PROBLEM TO SOLVE -> In the entries below, how many lines include "blurred"? Reply with the number and nothing more.

Records from a data collection ->
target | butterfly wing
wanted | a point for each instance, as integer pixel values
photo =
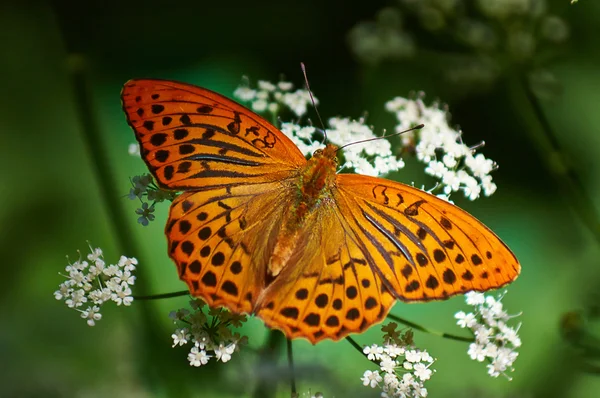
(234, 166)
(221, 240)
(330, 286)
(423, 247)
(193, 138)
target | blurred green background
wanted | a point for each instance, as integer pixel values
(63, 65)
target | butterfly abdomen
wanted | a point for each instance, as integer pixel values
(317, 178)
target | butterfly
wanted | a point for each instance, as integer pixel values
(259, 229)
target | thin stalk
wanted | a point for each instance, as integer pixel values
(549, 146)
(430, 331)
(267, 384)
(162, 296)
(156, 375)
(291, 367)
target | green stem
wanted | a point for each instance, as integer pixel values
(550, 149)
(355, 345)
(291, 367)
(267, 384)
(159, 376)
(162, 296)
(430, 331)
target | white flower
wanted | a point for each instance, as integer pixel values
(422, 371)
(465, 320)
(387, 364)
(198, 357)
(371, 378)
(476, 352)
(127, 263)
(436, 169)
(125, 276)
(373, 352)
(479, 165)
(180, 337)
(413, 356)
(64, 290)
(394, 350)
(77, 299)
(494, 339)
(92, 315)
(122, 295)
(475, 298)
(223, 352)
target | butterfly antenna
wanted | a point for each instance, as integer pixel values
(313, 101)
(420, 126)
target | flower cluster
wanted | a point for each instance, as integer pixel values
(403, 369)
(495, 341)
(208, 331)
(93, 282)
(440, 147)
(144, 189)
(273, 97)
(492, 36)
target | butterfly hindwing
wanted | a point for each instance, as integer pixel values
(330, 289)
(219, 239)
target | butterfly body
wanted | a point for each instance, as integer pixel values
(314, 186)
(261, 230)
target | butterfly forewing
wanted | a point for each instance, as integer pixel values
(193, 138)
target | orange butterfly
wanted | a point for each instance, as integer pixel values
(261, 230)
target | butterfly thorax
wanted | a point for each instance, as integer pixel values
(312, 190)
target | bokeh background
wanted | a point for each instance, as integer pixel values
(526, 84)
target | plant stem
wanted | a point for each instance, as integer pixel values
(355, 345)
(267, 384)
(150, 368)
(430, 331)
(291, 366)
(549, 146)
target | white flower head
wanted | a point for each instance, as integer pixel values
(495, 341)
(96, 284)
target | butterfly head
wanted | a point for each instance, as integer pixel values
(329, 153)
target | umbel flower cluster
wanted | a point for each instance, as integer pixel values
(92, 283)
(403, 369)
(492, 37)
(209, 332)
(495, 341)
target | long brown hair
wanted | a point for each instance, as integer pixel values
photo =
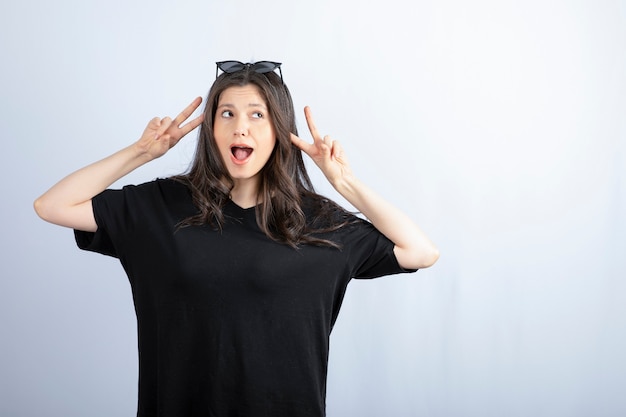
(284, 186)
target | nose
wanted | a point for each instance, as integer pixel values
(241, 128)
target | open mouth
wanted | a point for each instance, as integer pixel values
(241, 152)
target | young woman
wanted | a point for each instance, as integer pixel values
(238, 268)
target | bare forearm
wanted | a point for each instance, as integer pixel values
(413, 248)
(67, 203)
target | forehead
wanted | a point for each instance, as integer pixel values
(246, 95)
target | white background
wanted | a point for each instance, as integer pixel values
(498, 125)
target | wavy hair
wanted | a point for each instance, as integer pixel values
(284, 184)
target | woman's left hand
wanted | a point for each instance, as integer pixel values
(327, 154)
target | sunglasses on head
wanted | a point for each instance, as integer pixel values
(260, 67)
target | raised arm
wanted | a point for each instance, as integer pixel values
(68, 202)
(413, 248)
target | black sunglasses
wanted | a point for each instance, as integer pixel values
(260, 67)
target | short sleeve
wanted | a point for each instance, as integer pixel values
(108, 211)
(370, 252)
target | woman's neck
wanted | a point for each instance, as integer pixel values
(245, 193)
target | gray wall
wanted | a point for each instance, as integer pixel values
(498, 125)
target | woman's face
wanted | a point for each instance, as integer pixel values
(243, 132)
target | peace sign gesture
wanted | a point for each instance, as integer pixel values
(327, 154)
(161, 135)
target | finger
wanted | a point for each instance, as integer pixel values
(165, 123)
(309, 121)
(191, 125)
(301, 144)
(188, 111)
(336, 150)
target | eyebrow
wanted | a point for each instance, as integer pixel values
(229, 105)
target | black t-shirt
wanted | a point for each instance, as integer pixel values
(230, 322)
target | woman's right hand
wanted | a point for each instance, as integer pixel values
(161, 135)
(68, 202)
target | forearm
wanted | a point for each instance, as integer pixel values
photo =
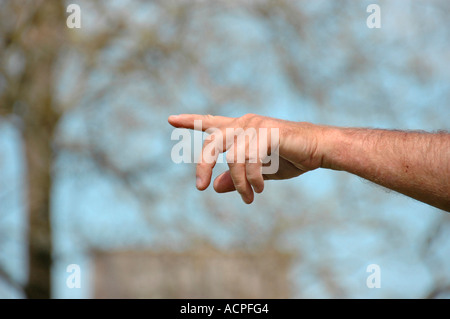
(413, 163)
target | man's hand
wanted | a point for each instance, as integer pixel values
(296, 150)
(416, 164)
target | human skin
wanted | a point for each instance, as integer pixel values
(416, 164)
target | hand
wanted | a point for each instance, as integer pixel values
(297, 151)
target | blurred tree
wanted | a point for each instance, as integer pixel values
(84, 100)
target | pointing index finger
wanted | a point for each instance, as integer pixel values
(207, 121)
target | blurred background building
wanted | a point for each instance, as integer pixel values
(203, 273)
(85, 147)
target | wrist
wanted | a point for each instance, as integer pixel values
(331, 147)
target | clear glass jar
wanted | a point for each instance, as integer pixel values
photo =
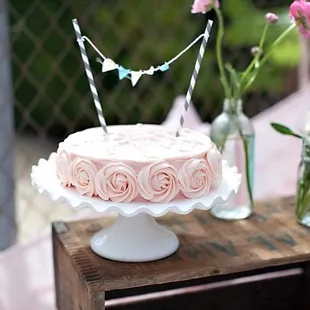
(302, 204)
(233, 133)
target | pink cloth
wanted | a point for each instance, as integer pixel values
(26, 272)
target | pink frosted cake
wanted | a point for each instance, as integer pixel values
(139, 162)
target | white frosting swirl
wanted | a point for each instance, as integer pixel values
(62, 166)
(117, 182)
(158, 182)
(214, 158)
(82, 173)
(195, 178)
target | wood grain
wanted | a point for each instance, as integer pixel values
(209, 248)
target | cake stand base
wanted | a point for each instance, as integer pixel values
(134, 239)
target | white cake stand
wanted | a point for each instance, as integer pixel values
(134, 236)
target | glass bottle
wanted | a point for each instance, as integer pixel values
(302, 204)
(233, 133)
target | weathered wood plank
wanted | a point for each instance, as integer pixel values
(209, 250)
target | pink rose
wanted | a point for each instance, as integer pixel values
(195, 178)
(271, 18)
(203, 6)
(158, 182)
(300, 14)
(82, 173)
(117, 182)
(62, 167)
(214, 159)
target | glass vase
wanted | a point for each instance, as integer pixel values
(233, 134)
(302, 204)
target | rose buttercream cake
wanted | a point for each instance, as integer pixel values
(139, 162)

* * *

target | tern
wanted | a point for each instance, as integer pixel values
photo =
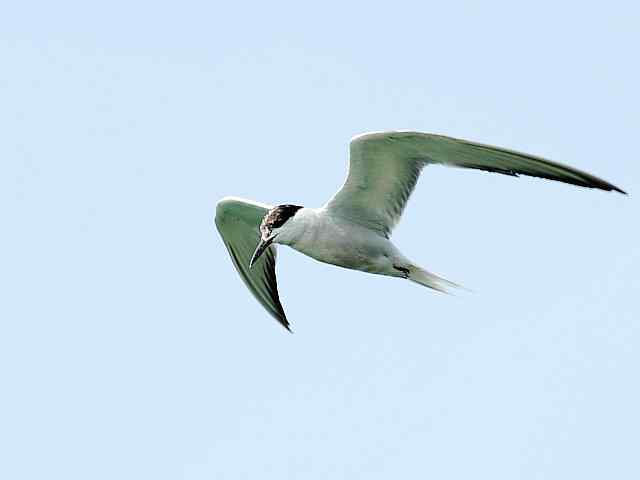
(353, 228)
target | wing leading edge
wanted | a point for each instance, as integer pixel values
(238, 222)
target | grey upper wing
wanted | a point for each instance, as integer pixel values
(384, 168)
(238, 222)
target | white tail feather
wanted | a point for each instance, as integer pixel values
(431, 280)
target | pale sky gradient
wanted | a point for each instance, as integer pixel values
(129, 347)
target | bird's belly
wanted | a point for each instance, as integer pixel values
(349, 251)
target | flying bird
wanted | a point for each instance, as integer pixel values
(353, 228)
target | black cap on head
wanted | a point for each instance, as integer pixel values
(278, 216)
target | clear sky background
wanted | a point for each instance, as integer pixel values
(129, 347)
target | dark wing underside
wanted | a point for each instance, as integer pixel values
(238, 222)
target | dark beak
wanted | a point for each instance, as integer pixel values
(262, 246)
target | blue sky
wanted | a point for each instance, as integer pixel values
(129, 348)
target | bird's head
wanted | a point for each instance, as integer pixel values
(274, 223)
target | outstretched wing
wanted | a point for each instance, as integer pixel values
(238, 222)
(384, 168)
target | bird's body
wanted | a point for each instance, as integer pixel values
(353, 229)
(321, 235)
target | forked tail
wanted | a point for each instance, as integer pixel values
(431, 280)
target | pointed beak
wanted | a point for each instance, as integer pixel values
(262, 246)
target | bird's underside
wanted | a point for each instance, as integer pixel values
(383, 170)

WRITTEN RESPONSE -> 3